Region labeling entries:
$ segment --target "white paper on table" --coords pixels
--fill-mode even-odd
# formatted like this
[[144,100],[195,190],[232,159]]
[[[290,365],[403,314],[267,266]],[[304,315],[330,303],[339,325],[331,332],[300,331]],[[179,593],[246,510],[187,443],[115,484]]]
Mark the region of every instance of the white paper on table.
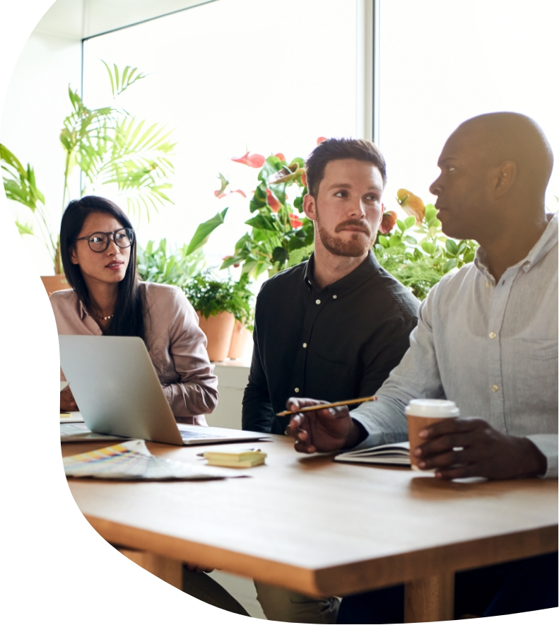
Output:
[[153,456],[140,439],[63,458],[67,477],[104,479],[223,479],[246,474]]

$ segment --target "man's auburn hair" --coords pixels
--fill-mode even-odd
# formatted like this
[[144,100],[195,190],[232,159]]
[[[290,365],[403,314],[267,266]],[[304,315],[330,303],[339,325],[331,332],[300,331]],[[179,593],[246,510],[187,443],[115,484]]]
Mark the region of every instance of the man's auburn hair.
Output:
[[307,187],[314,198],[324,177],[324,170],[331,160],[354,158],[374,165],[380,172],[382,184],[387,184],[387,163],[380,150],[366,139],[327,139],[311,152],[305,164],[307,170]]

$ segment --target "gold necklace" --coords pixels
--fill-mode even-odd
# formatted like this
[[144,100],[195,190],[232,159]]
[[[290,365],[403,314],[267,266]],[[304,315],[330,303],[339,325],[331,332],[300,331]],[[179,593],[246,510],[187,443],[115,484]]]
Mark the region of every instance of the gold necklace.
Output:
[[112,319],[112,317],[114,316],[114,313],[113,312],[112,315],[109,315],[107,317],[101,317],[101,315],[98,315],[97,312],[95,312],[95,311],[93,310],[93,308],[91,310],[92,310],[92,312],[93,312],[93,315],[95,315],[95,317],[98,320],[100,320],[100,321],[109,321],[109,320]]

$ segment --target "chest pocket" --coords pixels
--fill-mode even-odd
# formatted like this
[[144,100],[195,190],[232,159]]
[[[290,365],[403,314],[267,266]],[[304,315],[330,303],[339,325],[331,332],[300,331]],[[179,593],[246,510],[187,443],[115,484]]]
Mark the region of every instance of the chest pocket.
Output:
[[329,402],[351,399],[355,396],[355,367],[332,362],[314,354],[307,361],[305,393]]

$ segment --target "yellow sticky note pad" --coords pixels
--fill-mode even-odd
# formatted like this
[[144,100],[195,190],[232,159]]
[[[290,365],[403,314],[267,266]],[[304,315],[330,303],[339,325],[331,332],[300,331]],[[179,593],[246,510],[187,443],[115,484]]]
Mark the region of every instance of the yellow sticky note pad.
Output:
[[225,451],[206,451],[204,457],[208,465],[214,467],[229,467],[232,469],[248,469],[264,465],[266,454],[254,450],[232,450]]

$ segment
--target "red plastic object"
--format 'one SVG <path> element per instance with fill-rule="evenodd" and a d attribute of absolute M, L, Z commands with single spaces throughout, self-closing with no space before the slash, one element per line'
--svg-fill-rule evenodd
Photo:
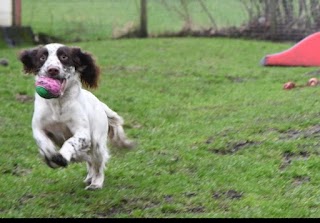
<path fill-rule="evenodd" d="M 261 64 L 263 66 L 320 66 L 320 32 L 307 36 L 288 50 L 265 56 Z"/>

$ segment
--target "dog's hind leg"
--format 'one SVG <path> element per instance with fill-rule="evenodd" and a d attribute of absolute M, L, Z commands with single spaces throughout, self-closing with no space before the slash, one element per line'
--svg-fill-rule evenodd
<path fill-rule="evenodd" d="M 88 169 L 87 183 L 90 185 L 86 190 L 96 190 L 103 187 L 104 169 L 108 159 L 110 158 L 106 145 L 97 145 L 92 151 L 92 163 Z"/>

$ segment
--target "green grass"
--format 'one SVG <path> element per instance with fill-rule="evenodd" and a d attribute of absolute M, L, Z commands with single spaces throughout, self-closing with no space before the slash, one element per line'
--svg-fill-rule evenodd
<path fill-rule="evenodd" d="M 180 13 L 180 1 L 166 0 L 169 7 Z M 197 1 L 188 1 L 194 25 L 209 27 L 211 22 Z M 205 0 L 217 25 L 241 25 L 246 19 L 238 0 Z M 140 0 L 32 0 L 22 2 L 22 25 L 31 26 L 35 33 L 46 33 L 65 41 L 103 40 L 113 33 L 122 33 L 139 24 Z M 168 9 L 158 0 L 148 0 L 148 31 L 150 35 L 177 32 L 184 19 L 175 9 Z"/>
<path fill-rule="evenodd" d="M 52 170 L 31 133 L 32 76 L 0 67 L 0 217 L 320 217 L 316 68 L 262 67 L 291 44 L 219 38 L 77 43 L 102 68 L 93 92 L 125 119 L 132 151 L 111 149 L 105 186 L 85 164 Z M 291 154 L 291 155 L 288 155 Z"/>

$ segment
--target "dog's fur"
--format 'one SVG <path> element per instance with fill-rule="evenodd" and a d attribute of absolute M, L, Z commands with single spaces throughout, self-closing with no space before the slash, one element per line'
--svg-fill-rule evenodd
<path fill-rule="evenodd" d="M 58 98 L 35 94 L 32 131 L 40 154 L 51 168 L 69 162 L 87 163 L 86 189 L 102 188 L 109 159 L 107 139 L 117 147 L 132 147 L 123 119 L 92 93 L 82 88 L 98 86 L 100 69 L 90 53 L 59 43 L 23 50 L 19 54 L 25 73 L 62 82 Z M 59 151 L 58 151 L 59 149 Z"/>

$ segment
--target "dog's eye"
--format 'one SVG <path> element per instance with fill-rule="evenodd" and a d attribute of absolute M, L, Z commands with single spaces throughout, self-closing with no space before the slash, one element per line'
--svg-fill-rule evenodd
<path fill-rule="evenodd" d="M 61 60 L 67 60 L 67 59 L 68 59 L 68 56 L 66 56 L 66 55 L 61 55 L 61 56 L 60 56 L 60 59 L 61 59 Z"/>
<path fill-rule="evenodd" d="M 47 59 L 46 55 L 42 55 L 42 56 L 40 57 L 40 61 L 45 61 L 46 59 Z"/>

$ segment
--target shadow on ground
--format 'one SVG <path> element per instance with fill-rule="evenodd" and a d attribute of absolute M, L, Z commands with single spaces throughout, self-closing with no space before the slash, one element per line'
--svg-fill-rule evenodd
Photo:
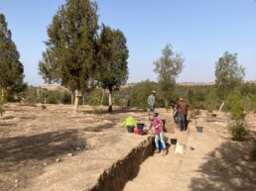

STATED GOAL =
Select every line of the records above that contains the word "auburn", matching case exactly.

FULL RESPONSE =
$ segment --target "man's auburn hair" --coords pixels
Mark the region of every instance of the man's auburn hair.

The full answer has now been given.